Set task » Give every line of the rows below as a Markdown table with two columns, "No." for a running line number and "Line" for the line itself, and skip any blank lines.

[start Input material]

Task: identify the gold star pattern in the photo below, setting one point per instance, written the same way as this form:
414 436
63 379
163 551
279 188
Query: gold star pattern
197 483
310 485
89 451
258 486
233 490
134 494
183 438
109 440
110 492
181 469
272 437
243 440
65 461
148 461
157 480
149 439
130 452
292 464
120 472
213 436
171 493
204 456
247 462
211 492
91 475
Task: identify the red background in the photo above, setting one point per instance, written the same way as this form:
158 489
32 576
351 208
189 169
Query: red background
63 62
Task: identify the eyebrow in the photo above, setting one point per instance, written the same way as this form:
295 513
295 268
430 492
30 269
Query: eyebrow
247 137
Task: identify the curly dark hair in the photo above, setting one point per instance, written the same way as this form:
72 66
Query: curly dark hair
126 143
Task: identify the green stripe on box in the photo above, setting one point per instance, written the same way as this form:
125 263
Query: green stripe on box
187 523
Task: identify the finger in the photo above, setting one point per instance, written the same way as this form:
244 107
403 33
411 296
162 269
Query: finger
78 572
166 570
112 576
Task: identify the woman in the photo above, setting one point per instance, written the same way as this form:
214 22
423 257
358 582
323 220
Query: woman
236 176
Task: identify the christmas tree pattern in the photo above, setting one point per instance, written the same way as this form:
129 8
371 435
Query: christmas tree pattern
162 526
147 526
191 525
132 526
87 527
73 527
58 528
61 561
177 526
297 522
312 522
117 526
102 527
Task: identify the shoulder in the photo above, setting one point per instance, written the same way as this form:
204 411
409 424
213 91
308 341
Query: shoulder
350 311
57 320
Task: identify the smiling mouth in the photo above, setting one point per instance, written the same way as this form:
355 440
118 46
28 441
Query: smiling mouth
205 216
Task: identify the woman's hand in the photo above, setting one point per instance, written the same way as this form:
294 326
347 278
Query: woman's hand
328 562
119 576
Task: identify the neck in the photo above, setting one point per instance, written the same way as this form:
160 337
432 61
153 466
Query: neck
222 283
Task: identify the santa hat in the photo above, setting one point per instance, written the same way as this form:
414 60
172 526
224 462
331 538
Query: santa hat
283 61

[end Input material]

Task output »
| No. | Line |
|---|---|
| 1 | Task: identify the gold star pattern in the photo below, setting one point per instance, written the same way as this form: |
| 2 | 414 436 |
| 3 | 63 379 |
| 4 | 163 551 |
| 5 | 279 188 |
| 6 | Query: gold star pattern |
| 7 | 197 483 |
| 8 | 310 485 |
| 9 | 89 451 |
| 10 | 258 486 |
| 11 | 233 490 |
| 12 | 134 494 |
| 13 | 183 438 |
| 14 | 109 440 |
| 15 | 110 492 |
| 16 | 181 469 |
| 17 | 272 437 |
| 18 | 243 440 |
| 19 | 65 461 |
| 20 | 148 461 |
| 21 | 157 480 |
| 22 | 149 439 |
| 23 | 130 452 |
| 24 | 292 464 |
| 25 | 120 472 |
| 26 | 213 436 |
| 27 | 171 493 |
| 28 | 204 456 |
| 29 | 247 462 |
| 30 | 211 492 |
| 31 | 91 475 |
| 32 | Task: identify the red background in the photo above, setting one point per instance, written the same way as this form: |
| 33 | 158 489 |
| 34 | 32 576 |
| 35 | 351 208 |
| 36 | 189 169 |
| 37 | Query: red background |
| 38 | 63 62 |
| 39 | Task: identify the eyebrow in the photo above, setting one point per instance, written the same way as this form: |
| 40 | 295 513 |
| 41 | 295 268 |
| 42 | 430 492 |
| 43 | 30 269 |
| 44 | Query: eyebrow |
| 45 | 247 137 |
| 46 | Task: identify the curly dark hair in the photo above, setting one point per instance, written the same way as this form: |
| 47 | 72 66 |
| 48 | Query: curly dark hair |
| 49 | 126 143 |
| 50 | Task: identify the green stripe on box in the photo above, setting one point per instance, written the same way as this form: |
| 51 | 125 263 |
| 52 | Query: green stripe on box |
| 53 | 187 523 |
| 54 | Task: identify the finger in the photo above, setting one point per instance, written the same way as this form: |
| 55 | 244 107 |
| 56 | 403 33 |
| 57 | 411 296 |
| 58 | 162 269 |
| 59 | Query: finger |
| 60 | 78 572 |
| 61 | 166 570 |
| 62 | 112 576 |
| 63 | Task: identify the woman in the photo above, setting one point per instance, written the same way as this form: |
| 64 | 214 22 |
| 65 | 423 257 |
| 66 | 358 582 |
| 67 | 323 220 |
| 68 | Query: woman |
| 69 | 236 176 |
| 70 | Task: identify the christmas tree pattern in the photo above, setting one point per instance, written the same way as this form: |
| 71 | 129 8 |
| 72 | 371 435 |
| 73 | Query: christmas tree pattern |
| 74 | 162 526 |
| 75 | 147 526 |
| 76 | 191 525 |
| 77 | 132 526 |
| 78 | 87 527 |
| 79 | 73 527 |
| 80 | 58 528 |
| 81 | 61 561 |
| 82 | 177 526 |
| 83 | 297 522 |
| 84 | 312 522 |
| 85 | 117 526 |
| 86 | 102 527 |
| 87 | Task: identify the shoulder in the photo above, setting one point per instance, written the same way as this form: |
| 88 | 204 411 |
| 89 | 409 424 |
| 90 | 213 91 |
| 91 | 308 341 |
| 92 | Query: shoulder |
| 93 | 350 311 |
| 94 | 57 320 |
| 95 | Task: identify the smiling mouth in the photo above, setting one point per instance, written the same way as this form: |
| 96 | 355 440 |
| 97 | 118 46 |
| 98 | 28 441 |
| 99 | Query: smiling mouth |
| 100 | 205 216 |
| 101 | Task: identify the woman's hand in the photo above, setting one point per instance, written the same way as this form: |
| 102 | 294 326 |
| 103 | 347 278 |
| 104 | Query: woman's hand |
| 105 | 328 562 |
| 106 | 119 576 |
| 107 | Task: identify the neck in the photo above, setting one point per instance, written the same way as this form: |
| 108 | 160 337 |
| 109 | 432 61 |
| 110 | 153 466 |
| 111 | Query: neck |
| 112 | 222 283 |
| 113 | Task: identify the santa hat in the photo above, setting one point per instance, written the same way as this form: |
| 114 | 414 60 |
| 115 | 172 526 |
| 116 | 224 462 |
| 117 | 331 538 |
| 118 | Query: santa hat |
| 119 | 283 61 |